>> START
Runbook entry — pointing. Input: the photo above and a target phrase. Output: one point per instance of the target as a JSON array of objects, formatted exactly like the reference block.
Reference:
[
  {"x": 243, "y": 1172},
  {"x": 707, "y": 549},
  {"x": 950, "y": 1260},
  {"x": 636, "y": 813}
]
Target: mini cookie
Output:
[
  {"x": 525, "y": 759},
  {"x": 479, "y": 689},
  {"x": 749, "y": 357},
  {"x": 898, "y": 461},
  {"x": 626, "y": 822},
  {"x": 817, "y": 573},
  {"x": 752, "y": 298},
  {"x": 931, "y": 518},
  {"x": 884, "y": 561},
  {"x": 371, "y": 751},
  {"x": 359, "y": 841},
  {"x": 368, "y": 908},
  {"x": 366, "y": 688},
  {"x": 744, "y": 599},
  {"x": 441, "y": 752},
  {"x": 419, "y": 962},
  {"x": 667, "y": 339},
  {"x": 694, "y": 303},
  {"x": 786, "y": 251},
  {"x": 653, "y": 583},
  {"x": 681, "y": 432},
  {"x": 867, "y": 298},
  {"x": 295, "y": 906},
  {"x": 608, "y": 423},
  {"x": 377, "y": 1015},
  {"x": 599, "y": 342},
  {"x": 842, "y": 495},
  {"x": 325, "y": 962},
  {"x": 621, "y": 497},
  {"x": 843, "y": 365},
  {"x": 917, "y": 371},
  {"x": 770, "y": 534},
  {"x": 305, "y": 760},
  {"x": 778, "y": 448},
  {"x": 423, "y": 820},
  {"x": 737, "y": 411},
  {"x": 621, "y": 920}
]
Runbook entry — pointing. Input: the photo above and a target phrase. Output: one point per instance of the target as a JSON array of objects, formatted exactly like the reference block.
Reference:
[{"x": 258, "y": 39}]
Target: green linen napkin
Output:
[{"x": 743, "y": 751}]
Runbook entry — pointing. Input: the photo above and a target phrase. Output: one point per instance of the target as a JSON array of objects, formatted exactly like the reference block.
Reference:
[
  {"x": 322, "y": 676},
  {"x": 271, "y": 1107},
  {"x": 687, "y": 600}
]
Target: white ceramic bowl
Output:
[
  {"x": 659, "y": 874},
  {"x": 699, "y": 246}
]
>> END
**PROBLEM**: Reproduce the records above verbatim, line for line, leaving nothing out.

**OUTPUT**:
Runbook entry — pointing. Input: the photo above and a target phrase. Output: one point per instance of the target as a JSON array of objects, formatted exactly like the reference block.
Reference:
[
  {"x": 243, "y": 1172},
  {"x": 707, "y": 549},
  {"x": 950, "y": 1260},
  {"x": 636, "y": 813}
]
Target: mini cookie
Output:
[
  {"x": 525, "y": 759},
  {"x": 479, "y": 689},
  {"x": 749, "y": 357},
  {"x": 898, "y": 461},
  {"x": 626, "y": 822},
  {"x": 817, "y": 573},
  {"x": 752, "y": 298},
  {"x": 931, "y": 518},
  {"x": 884, "y": 561},
  {"x": 371, "y": 751},
  {"x": 359, "y": 841},
  {"x": 368, "y": 908},
  {"x": 366, "y": 688},
  {"x": 744, "y": 599},
  {"x": 441, "y": 752},
  {"x": 419, "y": 962},
  {"x": 667, "y": 339},
  {"x": 694, "y": 303},
  {"x": 786, "y": 251},
  {"x": 653, "y": 583},
  {"x": 681, "y": 432},
  {"x": 867, "y": 298},
  {"x": 295, "y": 906},
  {"x": 608, "y": 423},
  {"x": 377, "y": 1015},
  {"x": 599, "y": 342},
  {"x": 842, "y": 495},
  {"x": 325, "y": 962},
  {"x": 621, "y": 497},
  {"x": 843, "y": 365},
  {"x": 917, "y": 371},
  {"x": 770, "y": 534},
  {"x": 305, "y": 760},
  {"x": 778, "y": 448},
  {"x": 423, "y": 820},
  {"x": 737, "y": 411},
  {"x": 621, "y": 920}
]
Runbook entry — pointing. Input: the photo above and a target phrase. Output: one point per instance of the target as a JSON array of objects, formatted exactly like the reference block.
Reference:
[{"x": 258, "y": 39}]
Target: green linen napkin
Output:
[{"x": 743, "y": 751}]
Runbook entry — pointing. Input: the photo above and a target phrase. Output: one point per instance of the target as a JSON array of objects, formatted exactly like the reference block.
Reference:
[
  {"x": 322, "y": 676},
  {"x": 271, "y": 1107},
  {"x": 687, "y": 600}
]
Target: white ceramic bowl
Output:
[
  {"x": 659, "y": 874},
  {"x": 699, "y": 246}
]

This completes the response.